## Task to carry out
Edit the talk-page discussion below: reproduce the portion between "Yes, if it weren't" and "19:41, 9 February 2015 (UTC)", inclusive, with "counties" changed to "parishes".

## Supplied passage
Instead of saying "legalized" in 37, why not say "performed" in 38? Then our list would match the info box. Also, "legalized" is confusing wording, because it implied SSM is legal in those states and illegal in others, as with legalized marijuana. — kwami (talk) 17:33, 9 February 2015 (UTC)

I support this. Dralwik|Have a Chat 17:34, 9 February 2015 (UTC)
Also, if it's legal in "parts of MO" (as stated at the top of this thread), then it's legal in MO. It's also legal in "parts of KS". What we're really talking about is whether there's a state-wide court ruling, when what people are probably more interesting in is in which states you can be officially married. — kwami (talk) 17:36, 9 February 2015 (UTC)
If we say "performed" because it's legal SOMEWHERE then we have to include every state with native american tribes that perform weddings. How many would that make? 40something? KISS (keep it simple stupid) is a good practice. Wikipedia is a source of information for many people on current events. What good reason is there to disagree with a consensus of every major media outlet? Shoeless Ho (talk) 17:45, 9 February 2015 (UTC)
A lot of reporting happens at face value. Don't get me wrong, it's an invaluable source of information and I'm glad we have access to it. But sometimes, facts go a little deeper. Also, I disagree with the native American analogy, since their tribes are not bound to the law of the state where they live but have their own sovereignty. Kumorifox (talk) 18:05, 9 February 2015 (UTC)
Yes, if it weren't impractical, we could have a map with both the states and the tribes.
Also, in AL we have counties which have stopped issuing *all* marriage licenses. Does that make opposite-sex marriage "illegal" in those counties? I don't think that's helpful wording. — kwami (talk) 18:11, 9 February 2015 (UTC)
Yes. By the logic being used by some people on this page, only 49 states perform opposite sex marriage. Someone please update the Marriage in the United States page. Shoeless Ho (talk) 19:41, 9 February 2015 (UTC)

## Provided material
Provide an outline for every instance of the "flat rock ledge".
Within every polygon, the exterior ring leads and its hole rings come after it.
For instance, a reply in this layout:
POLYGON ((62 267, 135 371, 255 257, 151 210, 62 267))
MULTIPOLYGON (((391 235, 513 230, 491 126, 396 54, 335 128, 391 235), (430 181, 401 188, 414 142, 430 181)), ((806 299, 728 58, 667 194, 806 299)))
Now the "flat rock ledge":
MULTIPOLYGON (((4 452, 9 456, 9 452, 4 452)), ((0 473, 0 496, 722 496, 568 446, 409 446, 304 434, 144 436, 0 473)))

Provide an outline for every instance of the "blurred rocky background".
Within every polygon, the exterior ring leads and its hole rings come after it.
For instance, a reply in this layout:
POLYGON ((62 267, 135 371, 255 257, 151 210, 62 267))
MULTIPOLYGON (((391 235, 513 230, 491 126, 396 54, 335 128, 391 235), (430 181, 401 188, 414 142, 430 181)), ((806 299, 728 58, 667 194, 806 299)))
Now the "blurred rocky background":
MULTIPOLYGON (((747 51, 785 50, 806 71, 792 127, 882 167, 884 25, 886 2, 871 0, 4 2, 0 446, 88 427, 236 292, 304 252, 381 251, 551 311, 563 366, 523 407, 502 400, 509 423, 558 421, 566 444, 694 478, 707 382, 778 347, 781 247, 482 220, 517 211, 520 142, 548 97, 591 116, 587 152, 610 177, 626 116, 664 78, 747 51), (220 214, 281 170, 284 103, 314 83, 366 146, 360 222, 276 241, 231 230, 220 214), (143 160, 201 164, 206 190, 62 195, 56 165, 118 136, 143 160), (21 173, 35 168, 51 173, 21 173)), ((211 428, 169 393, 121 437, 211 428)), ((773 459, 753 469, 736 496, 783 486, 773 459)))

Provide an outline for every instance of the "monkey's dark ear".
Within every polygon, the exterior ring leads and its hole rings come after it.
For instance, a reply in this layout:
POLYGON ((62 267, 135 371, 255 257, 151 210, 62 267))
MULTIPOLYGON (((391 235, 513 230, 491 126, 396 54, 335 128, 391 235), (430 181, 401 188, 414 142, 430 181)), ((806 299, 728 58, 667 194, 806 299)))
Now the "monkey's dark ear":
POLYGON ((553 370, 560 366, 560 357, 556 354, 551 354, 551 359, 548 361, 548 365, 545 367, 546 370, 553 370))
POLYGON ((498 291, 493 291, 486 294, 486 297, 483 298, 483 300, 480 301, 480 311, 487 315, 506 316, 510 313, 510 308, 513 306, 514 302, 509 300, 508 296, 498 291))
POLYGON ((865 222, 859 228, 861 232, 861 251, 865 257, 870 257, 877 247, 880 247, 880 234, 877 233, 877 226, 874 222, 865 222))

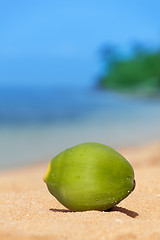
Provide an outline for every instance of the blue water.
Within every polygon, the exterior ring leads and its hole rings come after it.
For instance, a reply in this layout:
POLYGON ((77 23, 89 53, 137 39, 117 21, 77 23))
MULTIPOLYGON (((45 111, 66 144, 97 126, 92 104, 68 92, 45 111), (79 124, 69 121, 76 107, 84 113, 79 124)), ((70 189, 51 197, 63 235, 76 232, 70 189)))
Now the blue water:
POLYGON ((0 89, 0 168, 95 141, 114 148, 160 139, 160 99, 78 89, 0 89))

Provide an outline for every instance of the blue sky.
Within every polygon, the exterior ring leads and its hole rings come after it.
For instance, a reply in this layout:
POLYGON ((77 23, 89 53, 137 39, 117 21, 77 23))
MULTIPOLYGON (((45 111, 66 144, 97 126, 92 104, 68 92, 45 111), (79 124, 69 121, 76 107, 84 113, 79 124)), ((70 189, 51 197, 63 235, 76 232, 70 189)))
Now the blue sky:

## Result below
Yes, if it weren't impractical, we could have a map with both the states and the tribes.
Also, in AL we have parishes which have stopped issuing *all* marriage licenses. Does that make opposite-sex marriage "illegal" in those parishes? I don't think that's helpful wording. — kwami (talk) 18:11, 9 February 2015 (UTC)
Yes. By the logic being used by some people on this page, only 49 states perform opposite sex marriage. Someone please update the Marriage in the United States page. Shoeless Ho (talk) 19:41, 9 February 2015 (UTC)